======== Tekstfragment
6.
Montage
De opmerkingen in hoofdstuk 3, "Veiligheidstips", moeten in acht worden genomen.
6.1
Algemene montagetips
Tijdens het transport van de transmissie moeten de opmerkingen in hoofdstuk 4, "Transport en opslag",
in acht worden genomen.
De montage moet met grote zorgvuldigheid door geautoriseerde, opgeleide en getrainde vakmensen
geschieden. Door schaden op grond van een ondeskundige uitvoering komt de aanspraak op garantie te
vervallen.
Al tijdens de planning moet erop worden gelet dat rondom de transmissie voldoende ruimte voor de
montage en latere onderhoudswerkzaamheden aanwezig is.
Er moet door geschikte maatregelen voor vrije convectie op het oppervlak van het huis worden
gezorgd.
Voor transmissies met ventilator moet voldoende vrije ruimte voor de luchttoevoer worden gelaten.
Bij het begin van de montagewerkzaamheden moeten er voldoende hefwerktuigen ter beschikking staan.
================
======== Aangeleverd materiaal
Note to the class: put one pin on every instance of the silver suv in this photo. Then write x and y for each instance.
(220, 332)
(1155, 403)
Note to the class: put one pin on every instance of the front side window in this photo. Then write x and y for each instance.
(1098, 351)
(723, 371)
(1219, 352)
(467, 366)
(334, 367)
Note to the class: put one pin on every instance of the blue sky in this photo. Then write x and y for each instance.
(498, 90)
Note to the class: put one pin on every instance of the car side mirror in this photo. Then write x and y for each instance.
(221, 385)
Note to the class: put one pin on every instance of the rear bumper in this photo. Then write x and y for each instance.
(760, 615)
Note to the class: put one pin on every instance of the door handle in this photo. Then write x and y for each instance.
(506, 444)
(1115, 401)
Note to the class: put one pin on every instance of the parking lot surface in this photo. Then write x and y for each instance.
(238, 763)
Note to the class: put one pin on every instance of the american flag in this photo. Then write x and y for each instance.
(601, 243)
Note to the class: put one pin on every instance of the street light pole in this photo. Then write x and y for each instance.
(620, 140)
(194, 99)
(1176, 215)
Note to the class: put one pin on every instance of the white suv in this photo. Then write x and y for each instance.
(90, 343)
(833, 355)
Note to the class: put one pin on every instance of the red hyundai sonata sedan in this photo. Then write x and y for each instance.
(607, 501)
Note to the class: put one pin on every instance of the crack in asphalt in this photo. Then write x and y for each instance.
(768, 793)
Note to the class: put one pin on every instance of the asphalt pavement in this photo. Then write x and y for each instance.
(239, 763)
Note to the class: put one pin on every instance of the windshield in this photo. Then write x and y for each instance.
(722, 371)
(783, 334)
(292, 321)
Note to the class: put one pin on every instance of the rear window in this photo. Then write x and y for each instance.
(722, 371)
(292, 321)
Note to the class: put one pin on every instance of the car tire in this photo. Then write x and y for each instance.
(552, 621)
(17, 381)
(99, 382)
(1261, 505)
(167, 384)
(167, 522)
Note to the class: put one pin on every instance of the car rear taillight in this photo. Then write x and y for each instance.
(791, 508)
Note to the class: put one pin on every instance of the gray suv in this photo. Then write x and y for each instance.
================
Jouw opdracht:
Hoe gaat de tekst over de montage van de transmissie verder na de zin over de hefwerktuigen? Schrijf dat vervolg.

Antwoord op opgave:
Tijdens het gebruik is een opwarming door externe invloeden, zoals direct zonlicht of
andere warmtebronnen niet toegestaan en moet door geschikte maatregelen worden
voorkomen!
Dat kan als volgt worden gerealiseerd:
– door een zonnedak
of
– door een extra koelaggregaat
of
– door een voorziening voor temperatuurcontrole met uitschakelfunctie in het
oliecarter.
Bij toepassing van een zonnedak moet een opeenhoping van warmte worden
vermeden!
Bij gebruik van een temperatuurcontroleinrichting moet bij het bereiken van de
maximaal toegestane temperatuur van het oliecarter een waarschuwing worden
afgegeven. Bij het overschrijden van de maximaal toegestane temperatuur van het
oliecarter moet de aandrijving uitgeschakeld worden.
Deze uitschakeling kan bij de exploitant tot bedrijfsstilstand leiden!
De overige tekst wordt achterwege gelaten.